## Ejercicios:
1 > Según el texto sobre las deportaciones, ¿en qué año hubo una redada del ICE en Greenfield?
2 > Transcribe del texto sobre las deportaciones el tramo que va desde "Pero las redadas en los barrios" hasta "llegue, ¿estaremos preparados?".

## Bloque de texto:
Un resumen
La administración Trump aún no ha logrado cumplir su promesa de deportaciones masivas. Pero pronto podría intentarlo, escribe Paul Johnston, sociólogo y activista comunitario que ha estudiado cuestiones de inmigración en la Costa Central durante décadas. Johnston nos recuerda la forma en que los líderes locales y miembros de la comunidad se alzaron para proteger a los inmigrantes durante las redadas en el Valle de Salinas hace más de dos décadas y nos desafía a mostrar un coraje similar hoy. “Pronto,” escribe, “podemos ser puestos a prueba: ¿responderemos como una sola comunidad para ayudar a aquellos injustamente perseguidos entre nosotros?"
Esta traducción fue generada utilizando inteligencia artificial y ha sido revisada por un hablante nativo de español; si bien nos esforzamos por lograr precisión, pueden ocurrir algunos errores de traducción. Para leer el artículo en inglés, haga clic aquí.
Los esfuerzos de deportación masiva de Donald Trump están fracasando hasta ahora. Muy pocos funcionarios encargados de hacer cumplir la ley se dirigen a muy pocas personas con muy poco éxito. Sólo muchos más agentes desplegados en “barridas” en vecindarios o lugares de trabajo concentrados de inmigrantes pueden producir el número mucho mayor de deportaciones que exige la agenda de Trump.
Pero las redadas en los barrios presentan sus propios problemas, a medida que comunidades cada vez más organizadas aprenden a rechazar registros sin orden judicial y algunas amenazan con protestas perturbadoras. De modo que los lugares de trabajo se convierten en el objetivo más atractivo. Pero las redadas en los lugares de trabajo tienen el impacto económico más doloroso y provocan la reacción política más fuerte por parte de los empleadores y los funcionarios electos.
Sin embargo, sería normal que Trump apuntara a los lugares de trabajo… en estados demócratas como California. Quizás más precisamente, apuntar a las granjas y campos de las “regiones azules” de los estados azules. Como los valles azules de Salinas, San Benito y Pájaro aquí en la Bahía de Monterey.
Cuando llegue, ¿estaremos preparados?
La respuesta vecinal de Greenfield
Una redada del Servicio de Inmigración y Control de Aduanas (ICE) en 2001 en la ciudad de Greenfield, en el Valle de Salinas, ofrece una perspectiva de lo que podría venir. Durante la década posterior a que la amnistía de la era Reagan permitió que muchos trabajadores agrícolas indocumentados desde hacía mucho tiempo se convirtieran en residentes legales, muchos abandonaron los campos y buscaron empleos urbanos, lo que creó un vacío en el mercado laboral agrícola. A finales de la década de 1990, ese vacío sería llenado por inmigrantes indígenas indocumentados del sur de México. Entre ellos, cientos se establecieron en la pequeña ciudad de Greenfield.

## Material proporcionado:

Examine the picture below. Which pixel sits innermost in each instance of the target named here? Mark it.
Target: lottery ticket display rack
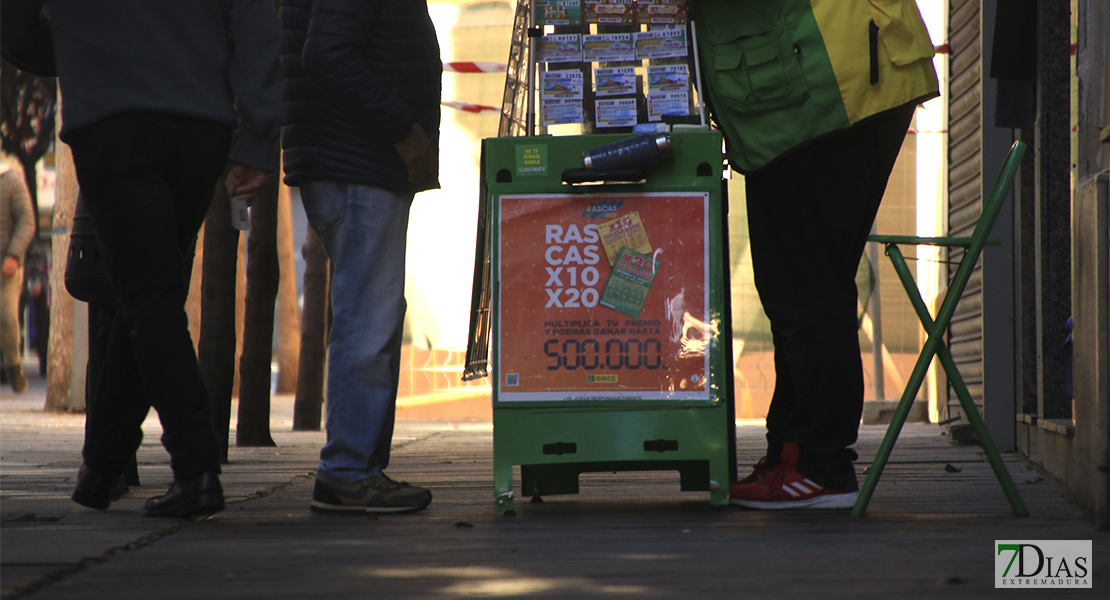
(609, 316)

## Respuestas por ejercicio:
1 > En 2001.

2 >
Pero las redadas en los barrios presentan sus propios problemas, a medida que comunidades cada vez más organizadas aprenden a rechazar registros sin orden judicial y algunas amenazan con protestas perturbadoras. De modo que los lugares de trabajo se convierten en el objetivo más atractivo. Pero las redadas en los lugares de trabajo tienen el impacto económico más doloroso y provocan la reacción política más fuerte por parte de los empleadores y los funcionarios electos.
Sin embargo, sería normal que Trump apuntara a los lugares de trabajo… en estados demócratas como California. Quizás más precisamente, apuntar a las granjas y campos de las “regiones azules” de los estados azules. Como los valles azules de Salinas, San Benito y Pájaro aquí en la Bahía de Monterey.
Cuando llegue, ¿estaremos preparados?